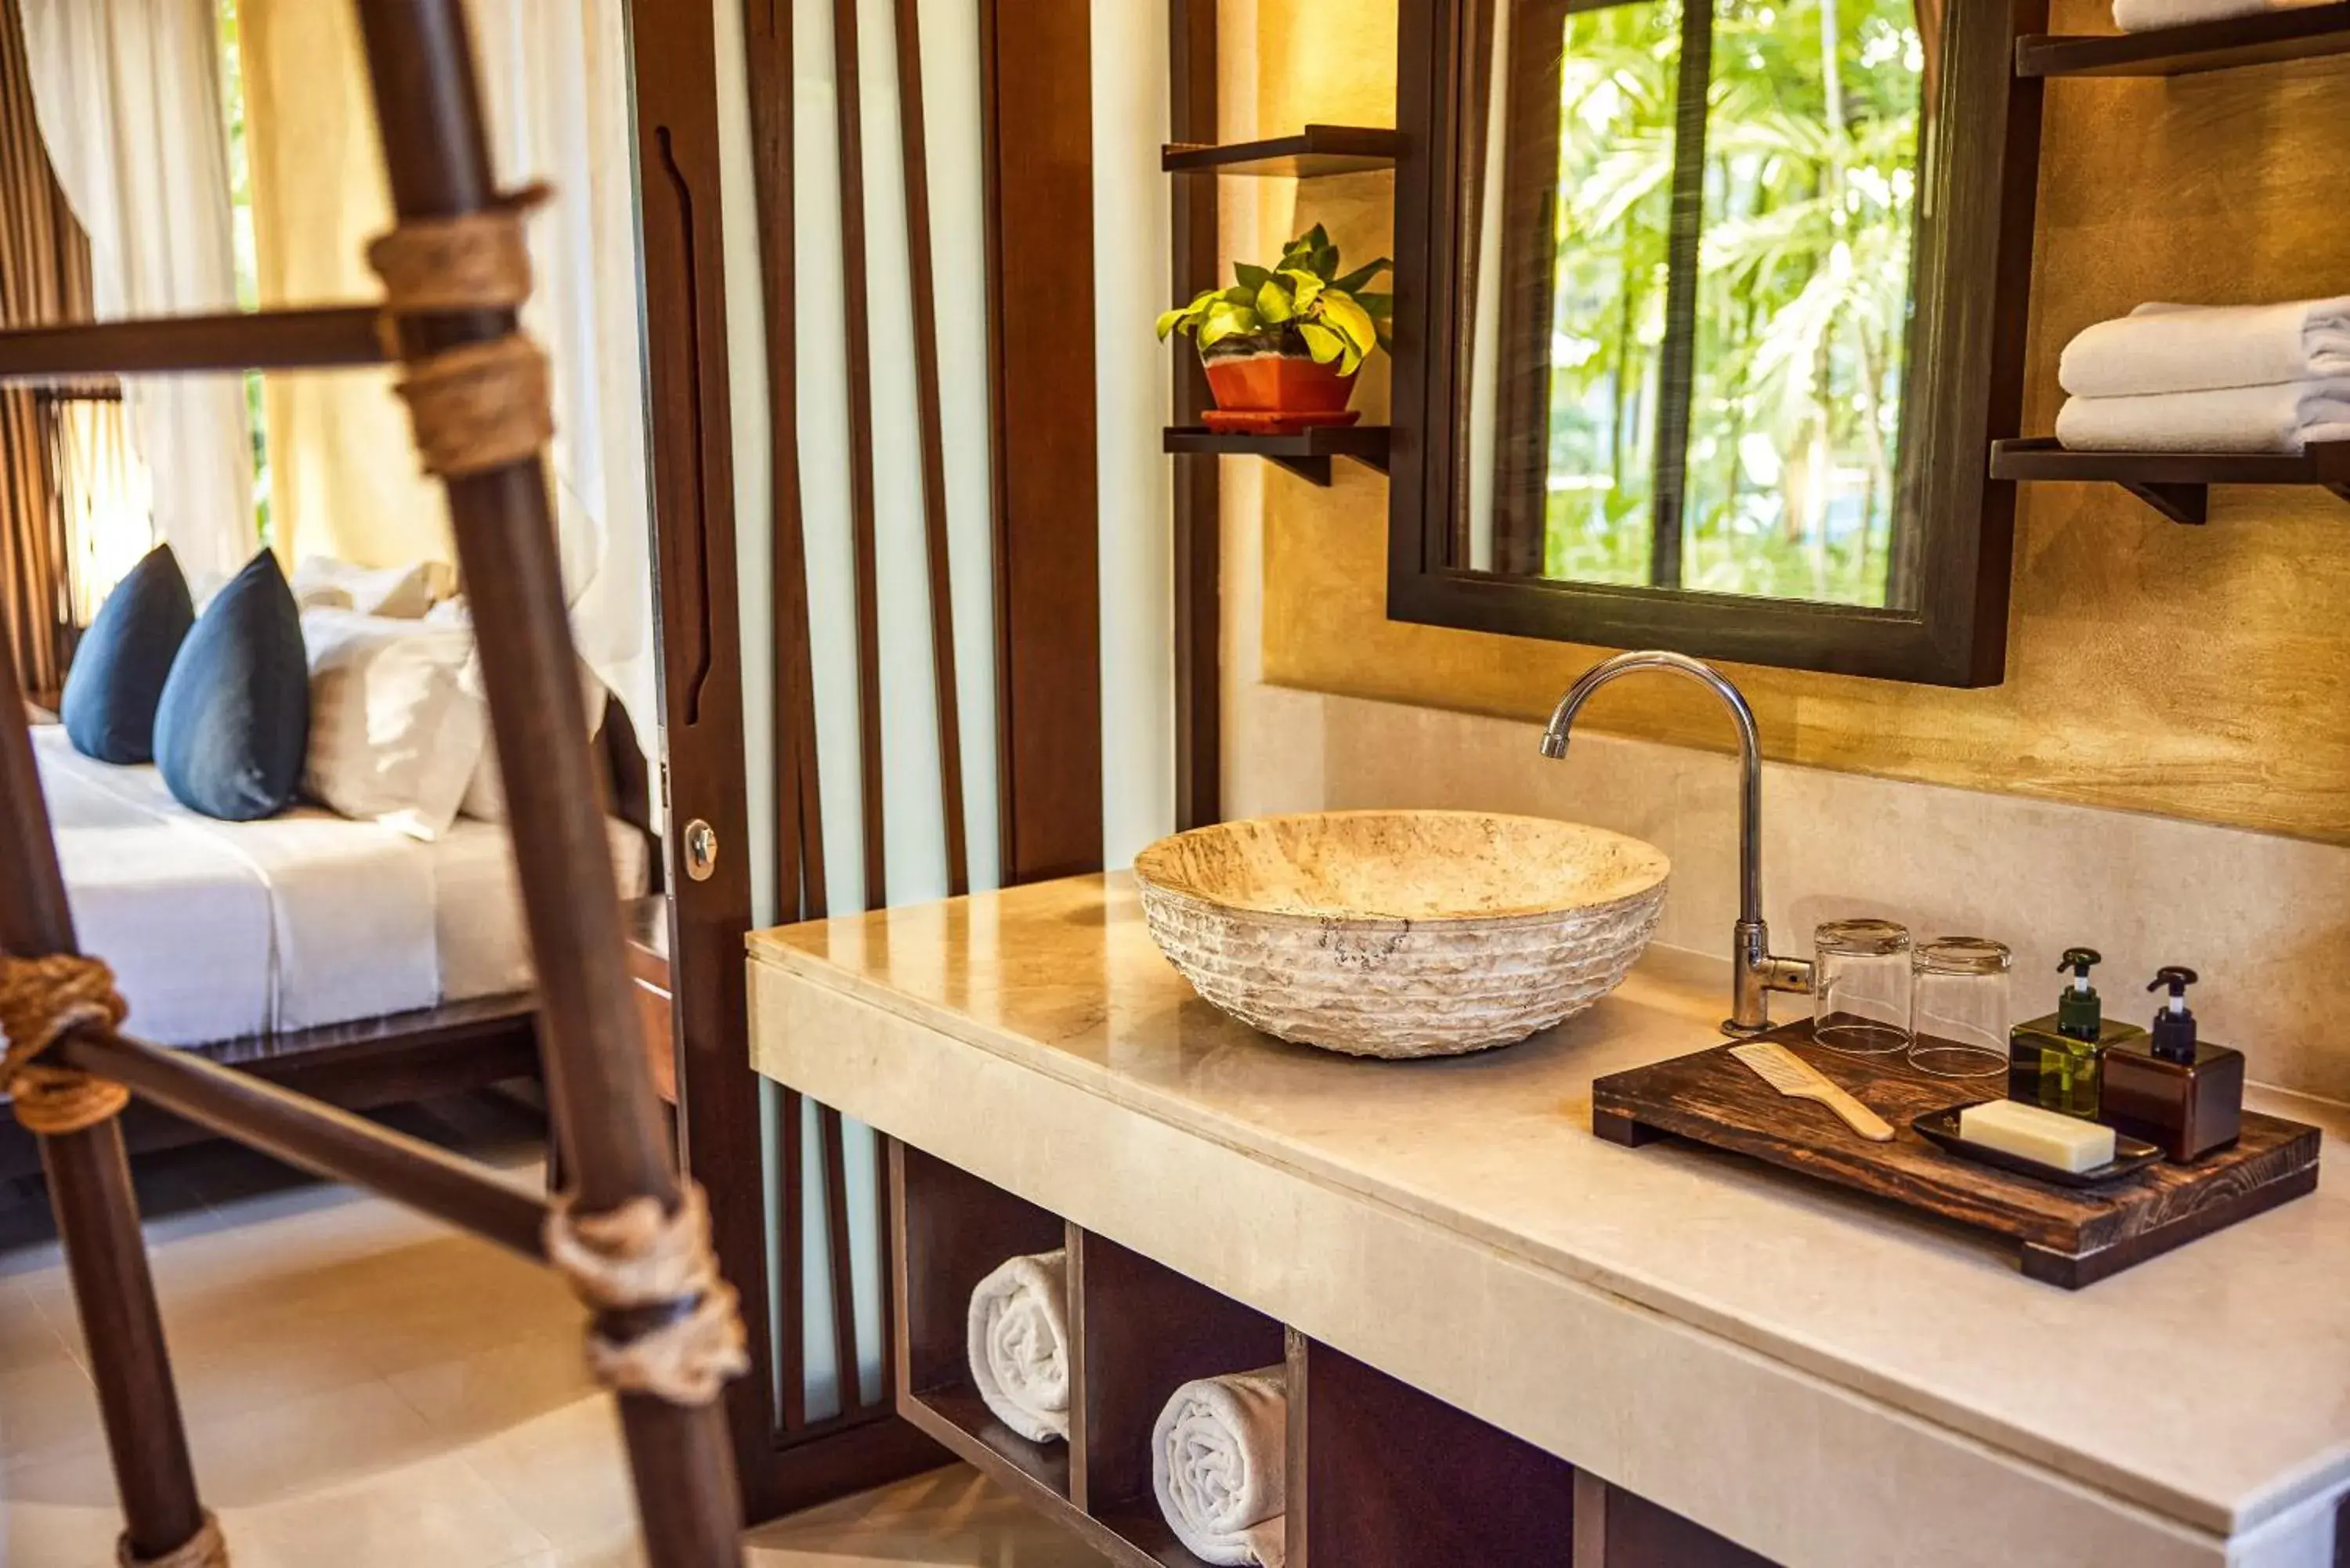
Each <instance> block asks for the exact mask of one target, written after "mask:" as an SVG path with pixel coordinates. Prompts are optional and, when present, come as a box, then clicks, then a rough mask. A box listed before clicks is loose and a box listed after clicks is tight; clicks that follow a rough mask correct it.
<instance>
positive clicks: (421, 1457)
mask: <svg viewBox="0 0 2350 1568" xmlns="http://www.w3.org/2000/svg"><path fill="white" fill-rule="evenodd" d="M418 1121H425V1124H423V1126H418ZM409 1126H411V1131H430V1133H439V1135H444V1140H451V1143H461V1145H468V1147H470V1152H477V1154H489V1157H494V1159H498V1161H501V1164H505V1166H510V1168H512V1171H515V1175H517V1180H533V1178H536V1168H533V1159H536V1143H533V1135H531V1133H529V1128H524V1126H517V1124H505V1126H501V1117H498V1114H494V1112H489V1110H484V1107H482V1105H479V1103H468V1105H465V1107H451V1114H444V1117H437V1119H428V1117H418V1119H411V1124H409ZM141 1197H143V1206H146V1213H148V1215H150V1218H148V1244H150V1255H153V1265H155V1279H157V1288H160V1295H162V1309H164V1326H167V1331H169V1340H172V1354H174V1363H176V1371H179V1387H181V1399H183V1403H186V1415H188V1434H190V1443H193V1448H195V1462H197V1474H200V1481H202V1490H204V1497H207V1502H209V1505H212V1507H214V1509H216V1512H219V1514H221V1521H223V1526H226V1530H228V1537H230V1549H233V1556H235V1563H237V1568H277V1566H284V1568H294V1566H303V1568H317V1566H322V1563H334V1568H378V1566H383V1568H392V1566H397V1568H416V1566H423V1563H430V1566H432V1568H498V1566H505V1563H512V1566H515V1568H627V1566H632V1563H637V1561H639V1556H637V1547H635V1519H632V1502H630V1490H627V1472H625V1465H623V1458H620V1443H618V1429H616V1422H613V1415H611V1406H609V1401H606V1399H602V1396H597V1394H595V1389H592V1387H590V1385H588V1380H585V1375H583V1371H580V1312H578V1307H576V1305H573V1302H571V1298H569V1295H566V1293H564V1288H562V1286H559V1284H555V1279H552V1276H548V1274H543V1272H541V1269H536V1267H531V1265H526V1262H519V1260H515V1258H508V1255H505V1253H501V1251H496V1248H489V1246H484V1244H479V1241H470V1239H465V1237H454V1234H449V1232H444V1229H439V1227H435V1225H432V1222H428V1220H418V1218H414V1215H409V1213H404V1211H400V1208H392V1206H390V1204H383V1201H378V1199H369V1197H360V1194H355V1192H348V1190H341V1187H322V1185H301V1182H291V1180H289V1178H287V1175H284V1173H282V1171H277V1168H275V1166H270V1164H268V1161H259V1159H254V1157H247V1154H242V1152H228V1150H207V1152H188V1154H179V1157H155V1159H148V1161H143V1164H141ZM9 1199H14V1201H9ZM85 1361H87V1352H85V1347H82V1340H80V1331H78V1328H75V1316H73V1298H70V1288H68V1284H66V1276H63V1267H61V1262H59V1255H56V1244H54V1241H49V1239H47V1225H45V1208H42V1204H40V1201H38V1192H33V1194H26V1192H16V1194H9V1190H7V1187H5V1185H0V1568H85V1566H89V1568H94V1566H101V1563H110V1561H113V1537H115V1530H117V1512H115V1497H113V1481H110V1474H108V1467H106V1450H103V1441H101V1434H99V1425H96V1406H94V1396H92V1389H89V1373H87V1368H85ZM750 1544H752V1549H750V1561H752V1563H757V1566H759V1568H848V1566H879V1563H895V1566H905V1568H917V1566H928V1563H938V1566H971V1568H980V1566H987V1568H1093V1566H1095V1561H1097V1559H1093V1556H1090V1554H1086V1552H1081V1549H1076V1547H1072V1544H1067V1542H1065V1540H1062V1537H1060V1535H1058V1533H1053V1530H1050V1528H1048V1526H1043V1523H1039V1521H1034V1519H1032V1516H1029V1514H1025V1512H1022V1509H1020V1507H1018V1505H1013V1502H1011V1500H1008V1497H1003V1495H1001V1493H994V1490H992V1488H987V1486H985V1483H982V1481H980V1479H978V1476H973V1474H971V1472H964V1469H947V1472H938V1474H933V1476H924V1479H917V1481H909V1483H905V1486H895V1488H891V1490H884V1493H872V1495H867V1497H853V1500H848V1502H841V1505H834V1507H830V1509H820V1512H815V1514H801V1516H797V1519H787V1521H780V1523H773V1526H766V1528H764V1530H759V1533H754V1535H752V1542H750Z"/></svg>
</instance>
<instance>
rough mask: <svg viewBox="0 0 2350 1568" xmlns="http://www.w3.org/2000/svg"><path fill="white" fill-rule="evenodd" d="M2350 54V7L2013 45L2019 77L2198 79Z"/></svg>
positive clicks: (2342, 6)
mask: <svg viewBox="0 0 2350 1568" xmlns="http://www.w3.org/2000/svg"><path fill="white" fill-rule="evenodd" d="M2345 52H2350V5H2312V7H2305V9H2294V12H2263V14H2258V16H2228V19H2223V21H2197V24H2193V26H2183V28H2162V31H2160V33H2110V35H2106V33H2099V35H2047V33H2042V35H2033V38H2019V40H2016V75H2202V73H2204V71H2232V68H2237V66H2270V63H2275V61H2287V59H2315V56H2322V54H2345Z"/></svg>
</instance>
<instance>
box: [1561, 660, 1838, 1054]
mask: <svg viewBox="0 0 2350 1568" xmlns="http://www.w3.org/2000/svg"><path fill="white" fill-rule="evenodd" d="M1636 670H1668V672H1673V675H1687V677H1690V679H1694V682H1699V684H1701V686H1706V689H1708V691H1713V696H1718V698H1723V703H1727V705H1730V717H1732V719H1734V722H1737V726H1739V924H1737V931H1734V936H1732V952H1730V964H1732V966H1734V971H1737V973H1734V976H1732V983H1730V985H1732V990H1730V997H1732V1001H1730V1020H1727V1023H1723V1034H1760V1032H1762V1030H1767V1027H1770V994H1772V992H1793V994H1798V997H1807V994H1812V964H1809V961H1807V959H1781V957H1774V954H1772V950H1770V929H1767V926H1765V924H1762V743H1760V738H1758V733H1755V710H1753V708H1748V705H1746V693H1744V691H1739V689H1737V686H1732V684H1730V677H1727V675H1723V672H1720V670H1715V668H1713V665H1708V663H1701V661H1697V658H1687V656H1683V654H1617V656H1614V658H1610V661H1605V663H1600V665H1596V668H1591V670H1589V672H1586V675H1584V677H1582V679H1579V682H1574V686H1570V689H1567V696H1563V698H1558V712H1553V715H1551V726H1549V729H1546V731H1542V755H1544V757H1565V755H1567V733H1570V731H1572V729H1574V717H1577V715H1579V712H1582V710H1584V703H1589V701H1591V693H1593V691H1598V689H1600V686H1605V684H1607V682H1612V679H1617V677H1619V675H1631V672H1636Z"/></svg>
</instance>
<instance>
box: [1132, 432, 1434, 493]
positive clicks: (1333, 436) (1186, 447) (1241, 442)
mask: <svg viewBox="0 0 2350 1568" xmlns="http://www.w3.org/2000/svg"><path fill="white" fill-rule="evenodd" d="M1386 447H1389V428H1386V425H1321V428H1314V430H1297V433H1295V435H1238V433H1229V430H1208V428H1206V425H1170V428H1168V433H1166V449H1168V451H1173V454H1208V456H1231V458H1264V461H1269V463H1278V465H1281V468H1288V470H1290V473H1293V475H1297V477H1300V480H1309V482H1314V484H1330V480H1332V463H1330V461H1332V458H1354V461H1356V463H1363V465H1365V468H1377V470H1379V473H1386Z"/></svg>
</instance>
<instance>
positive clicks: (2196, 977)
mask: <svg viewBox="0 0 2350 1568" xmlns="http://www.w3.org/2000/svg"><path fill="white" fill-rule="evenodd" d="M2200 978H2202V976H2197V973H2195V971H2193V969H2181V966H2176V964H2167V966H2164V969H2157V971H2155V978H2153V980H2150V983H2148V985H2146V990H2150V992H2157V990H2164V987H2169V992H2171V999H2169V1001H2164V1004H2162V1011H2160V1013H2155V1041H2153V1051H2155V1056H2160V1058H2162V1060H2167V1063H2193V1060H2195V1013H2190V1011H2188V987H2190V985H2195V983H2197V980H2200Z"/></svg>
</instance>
+-------+
Search the data above and return each line in which "rough" occurs.

Each <instance> block asks for the exact mask of one target, written after "mask:" as an SVG path with pixel coordinates. Prompts are optional and, when present, come as a box, then clicks, then a rough mask. A box listed before clicks is loose and a box listed after clicks is tight; clicks that follow a rough mask correct it.
rough mask: <svg viewBox="0 0 2350 1568" xmlns="http://www.w3.org/2000/svg"><path fill="white" fill-rule="evenodd" d="M2350 54V7L2013 45L2019 77L2198 79Z"/></svg>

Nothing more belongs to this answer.